▸ Extract
Rent – Related Party: During the year ended December 31 2019, rent-related party expense increased to $14,793 or 28.41% compared to $11,520 for the year ended December 31, 2018. The increase in rent-related party expense was attributable to the additional month of rent recorded in 2019.

 

Gain on Forgiveness of Debt: Gain on forgiveness of debt decreased by $19,924 to $0 for the year ended December 31, 2019 compared to $19,924 for the year ended December 31, 2018. The increase was primarily due to the issuance of stock as payment for consulting services.

 

Interest Expense: Interest expense increased to $294,352, or 28.56% for the year ended December 31, 2019 compared to $228,954 for the year ended December 31, 2018. The increase was primarily due to interest on the related party loans and accounts payable and accrued expenses to the related parties.

 

Interest Income: Interest income increased by $6,369 to $6,369 for the year ended December 31, 2019 from $0 for the year ended December 31, 2018. The increase was primarily due to interest on bank accounts.

 

Net Loss: Net loss increased by $1,740,873, or 148.92%, to a net loss of $2,909,850 for the year ended December 31, 2019 from a net loss of $1,168,977 for the year ended December 31, 2018. This increase in net loss was driven primarily by increased in research and development, warrant compensation, and professional fees.

▸ To be done
a) Rewrite each of the records below, replacing "outline" with "boundary" and leaving everything else unchanged.
b) Write a continuation of the comparison of 2019 and 2018 financial results, starting after its last sentence.

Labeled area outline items
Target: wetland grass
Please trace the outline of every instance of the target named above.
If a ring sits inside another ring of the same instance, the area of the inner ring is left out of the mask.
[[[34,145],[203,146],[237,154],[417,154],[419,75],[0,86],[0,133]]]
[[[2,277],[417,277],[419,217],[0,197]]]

▸ Answers to the problems
a)
Target: wetland grass
Please trace the boundary of every instance of the target named above.
If a ring sits inside another ring of the same instance, the area of the inner ring is left out of the mask.
[[[34,145],[203,146],[237,154],[417,154],[419,75],[0,86],[0,133]]]
[[[2,277],[417,277],[419,217],[0,197]]]

b)
Capital Resources and Liquidity

 

Our financial statements have been presented on the basis that we have a going concern, which contemplates the realization of assets and satisfaction of liabilities in the normal course of business. As presented in the financial statements, we incurred a net loss of $2,909,850 during the year ended December 31, 2019, and losses are expected to continue in the near term. The accumulated deficit is $29,797,906 at December 31, 2019. Refer to Note 2 for our discussion of stockholder deficit. We have been funding our operations through private loans and the sale of common stock in private placement transactions. Refer to Note 5 and Note 7 in the financial statements for our discussion of notes payable and shares issued, respectively. Our cash resources are insufficient to meet our planned business objectives without additional financing. These and other factors raise substantial doubt about our ability to continue as a going concern. The accompanying financial statements do not include any adjustments to reflect the possible future effects on the recoverability and classification of assets or the amounts and classification of liabilities that may result from the possible inability of our company to continue as a going concern.

 

Management anticipates that significant additional expenditures will be necessary to develop and expand our business before significant positive operating cash flows can be achieved. Our ability to continue as a going concern is dependent upon our ability to raise additional capital and to ultimately achieve sustainable revenues and profitable operations. At December 31, 2019, we had $125,024 of cash on hand. These funds are insufficient to complete our business plan and as a consequence, we will need to seek additional funds, primarily through the issuance of debt or equity securities for cash to operate our business. No assurance can be given that any future financing will be available or, if available, that it will be on terms that are satisfactory to us. Even if we are able to obtain additional financing, it may contain undue restrictions on our operations, in the case of debt financing or cause substantial dilution for our stockholders, in the case of equity financing.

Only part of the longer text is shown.